◆ **WORK ITEM**
Where a line below holds the string "wooden", that line goes into the answer.

(Phrase grounding data)
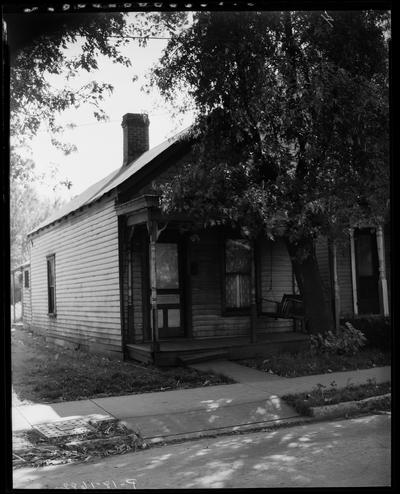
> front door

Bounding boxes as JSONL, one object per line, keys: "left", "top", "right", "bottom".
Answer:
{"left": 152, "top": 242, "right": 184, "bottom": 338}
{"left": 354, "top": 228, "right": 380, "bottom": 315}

...

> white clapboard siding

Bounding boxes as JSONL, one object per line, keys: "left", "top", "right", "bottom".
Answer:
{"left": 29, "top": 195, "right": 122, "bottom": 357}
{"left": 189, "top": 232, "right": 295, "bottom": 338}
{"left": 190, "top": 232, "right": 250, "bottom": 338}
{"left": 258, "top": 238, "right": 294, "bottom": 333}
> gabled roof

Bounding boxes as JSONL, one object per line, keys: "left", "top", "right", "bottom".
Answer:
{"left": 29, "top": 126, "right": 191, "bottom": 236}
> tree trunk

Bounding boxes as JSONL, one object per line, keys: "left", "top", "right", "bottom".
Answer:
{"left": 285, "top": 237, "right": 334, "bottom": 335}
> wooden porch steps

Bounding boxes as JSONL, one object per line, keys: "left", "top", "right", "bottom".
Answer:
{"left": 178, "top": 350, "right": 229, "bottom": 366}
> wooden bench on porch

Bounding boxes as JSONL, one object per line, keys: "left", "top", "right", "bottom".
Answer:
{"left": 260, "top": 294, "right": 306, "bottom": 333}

◆ **SOLUTION TO THIS TASK**
> wooden porch steps
> wooden bench on porch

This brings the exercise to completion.